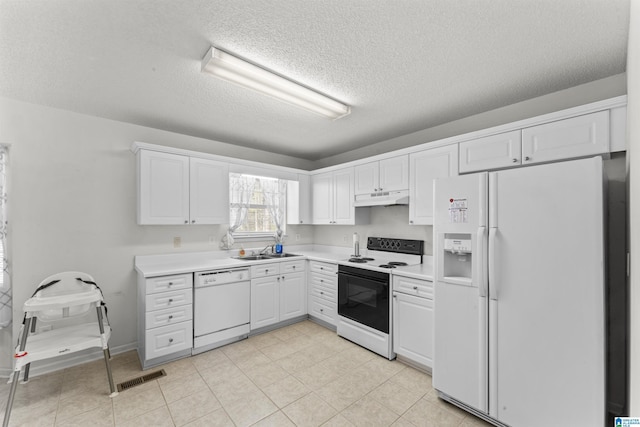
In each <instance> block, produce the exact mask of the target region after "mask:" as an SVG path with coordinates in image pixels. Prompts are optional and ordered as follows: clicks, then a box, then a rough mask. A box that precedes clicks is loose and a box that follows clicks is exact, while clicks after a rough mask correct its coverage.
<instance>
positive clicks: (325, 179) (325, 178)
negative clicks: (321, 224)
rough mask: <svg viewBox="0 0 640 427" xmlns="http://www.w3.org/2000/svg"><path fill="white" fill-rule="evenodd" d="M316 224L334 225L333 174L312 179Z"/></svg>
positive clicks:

________________

◆ HOW TO COMPLETE THIS TASK ◆
Return every line of the material above word for word, without the pictures.

◆ THE COMPLETED TASK ◆
In each <instance> block, produce the exact mask of the target region after "mask:" as an SVG path with coordinates in image pixels. Prompts are optional and ordered as follows: clicks, then a box, then a rough mask. A box that precedes clicks is loose and a box that follows clicks is exact, while clicks after a rough mask correct its coverage.
<instance>
positive clicks: (325, 179) (325, 178)
negative clicks: (321, 224)
rough mask: <svg viewBox="0 0 640 427" xmlns="http://www.w3.org/2000/svg"><path fill="white" fill-rule="evenodd" d="M316 224L334 225L333 174L312 179Z"/></svg>
positive clicks:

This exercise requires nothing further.